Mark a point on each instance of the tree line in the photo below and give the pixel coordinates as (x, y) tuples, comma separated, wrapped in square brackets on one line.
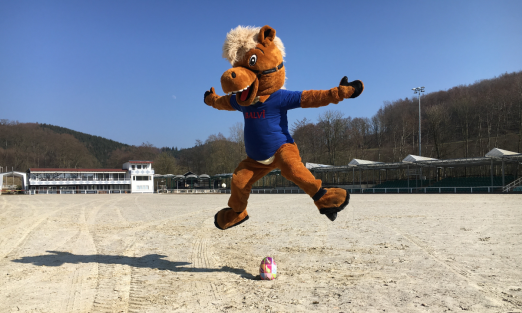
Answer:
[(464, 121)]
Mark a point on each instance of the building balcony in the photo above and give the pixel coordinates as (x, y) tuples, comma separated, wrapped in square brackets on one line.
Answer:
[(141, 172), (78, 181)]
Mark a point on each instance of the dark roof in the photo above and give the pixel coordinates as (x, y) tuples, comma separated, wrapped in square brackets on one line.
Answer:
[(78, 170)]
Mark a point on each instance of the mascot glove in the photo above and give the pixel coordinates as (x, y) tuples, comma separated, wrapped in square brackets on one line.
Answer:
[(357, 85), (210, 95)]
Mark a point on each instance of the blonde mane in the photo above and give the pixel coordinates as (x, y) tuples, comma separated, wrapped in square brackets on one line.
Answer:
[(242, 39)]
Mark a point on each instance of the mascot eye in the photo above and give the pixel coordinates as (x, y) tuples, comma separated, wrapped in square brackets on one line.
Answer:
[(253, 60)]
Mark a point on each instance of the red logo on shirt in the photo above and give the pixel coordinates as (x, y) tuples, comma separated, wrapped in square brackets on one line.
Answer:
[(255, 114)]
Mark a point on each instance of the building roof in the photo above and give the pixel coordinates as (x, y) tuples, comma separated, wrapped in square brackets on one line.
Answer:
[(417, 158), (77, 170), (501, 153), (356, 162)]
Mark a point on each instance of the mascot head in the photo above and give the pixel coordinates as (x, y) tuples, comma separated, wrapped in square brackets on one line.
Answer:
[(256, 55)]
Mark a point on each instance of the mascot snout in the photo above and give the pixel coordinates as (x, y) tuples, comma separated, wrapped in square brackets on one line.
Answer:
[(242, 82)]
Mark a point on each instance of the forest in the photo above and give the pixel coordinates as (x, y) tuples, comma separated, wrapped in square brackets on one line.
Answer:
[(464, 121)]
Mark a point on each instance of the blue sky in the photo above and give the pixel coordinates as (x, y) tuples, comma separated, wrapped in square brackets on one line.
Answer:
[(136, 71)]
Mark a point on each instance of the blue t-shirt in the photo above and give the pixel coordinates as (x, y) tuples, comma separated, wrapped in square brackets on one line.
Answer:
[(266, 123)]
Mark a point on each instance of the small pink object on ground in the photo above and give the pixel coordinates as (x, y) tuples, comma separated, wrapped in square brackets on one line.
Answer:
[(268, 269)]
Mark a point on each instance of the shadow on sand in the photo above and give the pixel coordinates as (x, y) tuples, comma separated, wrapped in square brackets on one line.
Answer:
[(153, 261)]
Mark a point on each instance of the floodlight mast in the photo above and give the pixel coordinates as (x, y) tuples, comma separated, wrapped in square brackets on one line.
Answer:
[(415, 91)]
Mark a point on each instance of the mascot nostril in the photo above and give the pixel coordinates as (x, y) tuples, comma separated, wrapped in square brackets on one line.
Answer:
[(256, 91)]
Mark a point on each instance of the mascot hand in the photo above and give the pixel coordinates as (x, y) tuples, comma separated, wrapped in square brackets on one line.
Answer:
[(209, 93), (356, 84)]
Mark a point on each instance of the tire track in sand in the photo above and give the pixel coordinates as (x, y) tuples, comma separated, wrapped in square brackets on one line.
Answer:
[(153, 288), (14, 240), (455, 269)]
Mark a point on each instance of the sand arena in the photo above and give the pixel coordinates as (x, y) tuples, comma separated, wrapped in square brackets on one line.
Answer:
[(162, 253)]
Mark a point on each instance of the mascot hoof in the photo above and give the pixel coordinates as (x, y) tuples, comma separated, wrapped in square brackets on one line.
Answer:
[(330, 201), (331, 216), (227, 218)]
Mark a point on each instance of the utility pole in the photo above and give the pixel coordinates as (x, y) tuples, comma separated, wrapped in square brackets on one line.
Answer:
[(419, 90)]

------------------------------

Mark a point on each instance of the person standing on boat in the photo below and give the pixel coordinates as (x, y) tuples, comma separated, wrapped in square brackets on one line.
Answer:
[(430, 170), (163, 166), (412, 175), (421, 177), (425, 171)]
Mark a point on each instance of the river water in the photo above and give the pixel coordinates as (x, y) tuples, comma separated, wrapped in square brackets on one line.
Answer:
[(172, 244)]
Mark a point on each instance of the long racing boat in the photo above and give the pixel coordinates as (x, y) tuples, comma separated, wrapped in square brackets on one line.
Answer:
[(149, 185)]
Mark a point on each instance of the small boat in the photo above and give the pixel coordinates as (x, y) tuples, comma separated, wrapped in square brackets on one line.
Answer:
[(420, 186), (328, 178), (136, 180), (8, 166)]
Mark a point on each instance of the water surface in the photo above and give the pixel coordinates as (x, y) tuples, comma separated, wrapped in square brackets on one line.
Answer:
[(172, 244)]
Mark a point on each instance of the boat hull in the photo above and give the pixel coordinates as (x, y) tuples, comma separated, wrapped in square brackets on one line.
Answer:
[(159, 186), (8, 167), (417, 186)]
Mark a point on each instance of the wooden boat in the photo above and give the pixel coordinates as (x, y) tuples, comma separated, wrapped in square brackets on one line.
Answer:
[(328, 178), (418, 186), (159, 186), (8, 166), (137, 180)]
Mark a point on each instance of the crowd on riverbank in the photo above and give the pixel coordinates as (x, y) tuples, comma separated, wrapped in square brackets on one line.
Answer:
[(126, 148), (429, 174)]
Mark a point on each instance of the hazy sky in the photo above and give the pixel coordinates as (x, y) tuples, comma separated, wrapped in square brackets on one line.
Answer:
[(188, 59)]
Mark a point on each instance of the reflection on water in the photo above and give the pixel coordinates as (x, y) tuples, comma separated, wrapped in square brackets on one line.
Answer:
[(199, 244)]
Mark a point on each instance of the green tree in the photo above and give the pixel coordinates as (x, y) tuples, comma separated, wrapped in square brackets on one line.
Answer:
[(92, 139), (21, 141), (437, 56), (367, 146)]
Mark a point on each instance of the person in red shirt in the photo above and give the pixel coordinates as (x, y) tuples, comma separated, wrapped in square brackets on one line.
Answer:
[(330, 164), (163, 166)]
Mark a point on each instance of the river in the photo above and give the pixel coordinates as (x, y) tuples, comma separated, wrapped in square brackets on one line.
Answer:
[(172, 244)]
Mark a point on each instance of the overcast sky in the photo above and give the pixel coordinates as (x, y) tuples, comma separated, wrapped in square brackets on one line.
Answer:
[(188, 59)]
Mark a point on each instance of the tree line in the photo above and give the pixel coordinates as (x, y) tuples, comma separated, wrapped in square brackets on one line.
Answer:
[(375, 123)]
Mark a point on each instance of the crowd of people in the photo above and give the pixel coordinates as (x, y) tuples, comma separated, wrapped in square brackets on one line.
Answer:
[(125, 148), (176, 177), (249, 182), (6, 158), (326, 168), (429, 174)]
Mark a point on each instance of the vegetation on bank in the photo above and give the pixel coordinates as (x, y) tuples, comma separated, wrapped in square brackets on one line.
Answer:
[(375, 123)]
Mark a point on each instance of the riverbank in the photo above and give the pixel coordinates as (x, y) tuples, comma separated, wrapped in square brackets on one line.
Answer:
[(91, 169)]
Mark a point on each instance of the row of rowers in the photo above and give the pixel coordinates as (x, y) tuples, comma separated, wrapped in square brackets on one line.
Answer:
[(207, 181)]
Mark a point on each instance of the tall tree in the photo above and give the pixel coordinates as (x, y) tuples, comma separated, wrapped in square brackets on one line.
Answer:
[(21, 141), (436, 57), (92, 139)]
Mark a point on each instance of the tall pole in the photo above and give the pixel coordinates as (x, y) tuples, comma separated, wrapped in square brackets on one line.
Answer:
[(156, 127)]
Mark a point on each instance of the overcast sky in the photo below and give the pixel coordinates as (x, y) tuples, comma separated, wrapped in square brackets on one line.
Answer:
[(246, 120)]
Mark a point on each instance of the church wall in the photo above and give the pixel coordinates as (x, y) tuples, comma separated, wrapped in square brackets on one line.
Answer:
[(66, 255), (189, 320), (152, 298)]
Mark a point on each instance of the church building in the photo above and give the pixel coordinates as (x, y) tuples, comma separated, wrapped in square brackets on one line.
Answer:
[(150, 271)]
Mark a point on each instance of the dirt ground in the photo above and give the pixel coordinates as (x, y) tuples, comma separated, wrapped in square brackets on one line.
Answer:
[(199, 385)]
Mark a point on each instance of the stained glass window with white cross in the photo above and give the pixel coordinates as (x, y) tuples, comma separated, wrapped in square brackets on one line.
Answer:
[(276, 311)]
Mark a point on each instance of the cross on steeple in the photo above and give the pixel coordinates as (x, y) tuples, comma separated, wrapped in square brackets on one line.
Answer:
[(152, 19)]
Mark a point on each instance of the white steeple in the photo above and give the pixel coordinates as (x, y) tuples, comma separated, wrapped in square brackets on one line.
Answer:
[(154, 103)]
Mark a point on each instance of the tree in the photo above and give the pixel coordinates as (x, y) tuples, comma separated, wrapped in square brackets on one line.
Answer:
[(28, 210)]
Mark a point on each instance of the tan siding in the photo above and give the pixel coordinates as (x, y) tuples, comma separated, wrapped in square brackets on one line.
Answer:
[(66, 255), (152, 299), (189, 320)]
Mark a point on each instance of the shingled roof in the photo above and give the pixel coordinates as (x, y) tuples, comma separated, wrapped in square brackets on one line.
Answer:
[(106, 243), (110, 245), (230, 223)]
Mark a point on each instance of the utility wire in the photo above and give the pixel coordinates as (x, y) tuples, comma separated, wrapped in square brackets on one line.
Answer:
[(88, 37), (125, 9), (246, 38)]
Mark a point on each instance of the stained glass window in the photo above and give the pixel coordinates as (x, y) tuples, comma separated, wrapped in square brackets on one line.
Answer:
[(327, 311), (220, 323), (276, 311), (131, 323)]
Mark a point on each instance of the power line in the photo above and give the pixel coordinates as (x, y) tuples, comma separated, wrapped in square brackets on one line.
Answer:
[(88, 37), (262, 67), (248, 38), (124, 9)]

------------------------------

How many lines in the entries above contain the string "green"? Reply with the number alone.

• **EXERCISE ANSWER**
1